- **SOURCE EXCERPT**
** start **
But now let us rejoice and join with Dr. Simon Ramo who contends in his book Extraordinary Tennis for the Ordinary Player (Crown, $4.95) that as long as you're going to be an ordinary player you might as well own up to it and start concentrating on how to be an ordinary player who wins.
Dr. Ramo himself is extraordinary at a number of things, but by his own admission, he is an ordinary—indeed, even mediocre—tennis player.
As a scientist, Dr. Ramo knows how to get right to the heart of the matter by defining his terms. First, he says, there are two distinct games of tennis—the pro game and the ordinary, or mediocre, game. If you are an ordinary player, and it's just possible that you are, then it's ridiculous to try to play pro tennis with all that silliness about rushing the net, smashing the first serve, and playing low volleys at midcourt. Mediocre tennis calls for another strategy entirely, including the careful study and exploitation of the weaknesses of other mediocre players.
** end **
- **PROBLEMS AND TASKS**
A) Answer these from the tennis excerpt:
(i) What is the title of Dr. Ramo's book?
(ii) How does Dr. Ramo rate his own tennis playing?
(iii) What are the two distinct games of tennis he names?
B) Give the tennis excerpt again from "Dr. Ramo himself" to "other mediocre players.", swapping "scientist" for "physicist".
C) Please write the next part of the tennis excerpt, picking up after its last sentence.
The entries have nothing to do with the tennis excerpt.

- **EXTRACTED ENTRIES**
** start **
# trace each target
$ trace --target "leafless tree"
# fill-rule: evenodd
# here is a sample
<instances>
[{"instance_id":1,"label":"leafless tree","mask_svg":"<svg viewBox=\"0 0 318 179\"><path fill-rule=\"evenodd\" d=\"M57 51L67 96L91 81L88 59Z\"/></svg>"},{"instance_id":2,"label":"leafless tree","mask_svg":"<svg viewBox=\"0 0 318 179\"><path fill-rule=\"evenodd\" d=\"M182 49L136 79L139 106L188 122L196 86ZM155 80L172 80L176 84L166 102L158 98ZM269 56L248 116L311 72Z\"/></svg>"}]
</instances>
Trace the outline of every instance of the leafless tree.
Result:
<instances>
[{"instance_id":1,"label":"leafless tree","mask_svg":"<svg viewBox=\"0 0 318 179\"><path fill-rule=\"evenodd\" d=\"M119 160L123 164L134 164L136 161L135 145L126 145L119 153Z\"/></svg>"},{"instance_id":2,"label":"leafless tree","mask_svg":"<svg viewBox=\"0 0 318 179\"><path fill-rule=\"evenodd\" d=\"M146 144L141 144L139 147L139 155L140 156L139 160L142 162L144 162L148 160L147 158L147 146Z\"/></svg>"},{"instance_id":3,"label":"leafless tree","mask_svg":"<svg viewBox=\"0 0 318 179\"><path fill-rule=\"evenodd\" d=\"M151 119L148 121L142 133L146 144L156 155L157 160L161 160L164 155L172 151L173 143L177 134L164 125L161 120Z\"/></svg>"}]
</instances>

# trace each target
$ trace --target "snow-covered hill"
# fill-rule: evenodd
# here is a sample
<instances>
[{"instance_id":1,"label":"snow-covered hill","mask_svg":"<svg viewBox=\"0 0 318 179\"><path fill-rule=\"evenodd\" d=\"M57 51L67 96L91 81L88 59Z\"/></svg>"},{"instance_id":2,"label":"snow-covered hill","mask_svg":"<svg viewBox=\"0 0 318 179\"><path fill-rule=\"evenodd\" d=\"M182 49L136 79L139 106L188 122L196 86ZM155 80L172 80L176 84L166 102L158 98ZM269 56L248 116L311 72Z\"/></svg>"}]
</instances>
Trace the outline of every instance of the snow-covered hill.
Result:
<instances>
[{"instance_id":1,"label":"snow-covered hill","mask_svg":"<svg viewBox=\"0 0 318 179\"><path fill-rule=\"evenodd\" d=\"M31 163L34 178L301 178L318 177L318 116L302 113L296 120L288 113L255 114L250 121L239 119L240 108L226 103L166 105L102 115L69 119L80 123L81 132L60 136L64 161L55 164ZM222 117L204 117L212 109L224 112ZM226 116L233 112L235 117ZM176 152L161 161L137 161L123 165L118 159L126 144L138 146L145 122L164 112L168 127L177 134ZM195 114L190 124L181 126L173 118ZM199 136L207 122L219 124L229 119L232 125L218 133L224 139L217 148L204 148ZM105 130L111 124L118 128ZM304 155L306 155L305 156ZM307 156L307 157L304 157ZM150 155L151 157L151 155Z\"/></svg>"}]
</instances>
** end **
- **WRITTEN RESPONSES**
A)
(i) Extraordinary Tennis for the Ordinary Player
(ii) Ordinary, indeed even mediocre
(iii) The pro game and the ordinary, or mediocre, game

B)
Dr. Ramo himself is extraordinary at a number of things, but by his own admission, he is an ordinary—indeed, even mediocre—tennis player.
As a physicist, Dr. Ramo knows how to get right to the heart of the matter by defining his terms. First, he says, there are two distinct games of tennis—the pro game and the ordinary, or mediocre, game. If you are an ordinary player, and it's just possible that you are, then it's ridiculous to try to play pro tennis with all that silliness about rushing the net, smashing the first serve, and playing low volleys at midcourt. Mediocre tennis calls for another strategy entirely, including the careful study and exploitation of the weaknesses of other mediocre players.

C)
Since everybody has been concentrating on the pro game all these years, Dr. Ramo has had to invent some new terms to describe the techniques of mediocre tennis. There's the "micro-cannonball" serve, for example, which is useful not because it's particularly fast but because it tends to land in the box more often and has a high spin and a low bounce which your ordinary opponent will tend to hit into the net.
Explanations of the finer points are enhanced by Dr. Ramo's own droll drawings illustrating mediocre play in doubles matches between such mediocre teams as Mercedes and Neiman vs. Marcus and Benz, or Funk and Mozart vs. Penrod and Wagnalls. Incidentally, according to Ramo, doubles is the only game for the mediocre player.
Of course it may be that you are not a mediocre player and that none of this will interest you. But if you happen to be in a bookstore maybe the name of a good, or rather mediocre, friend may come to mind.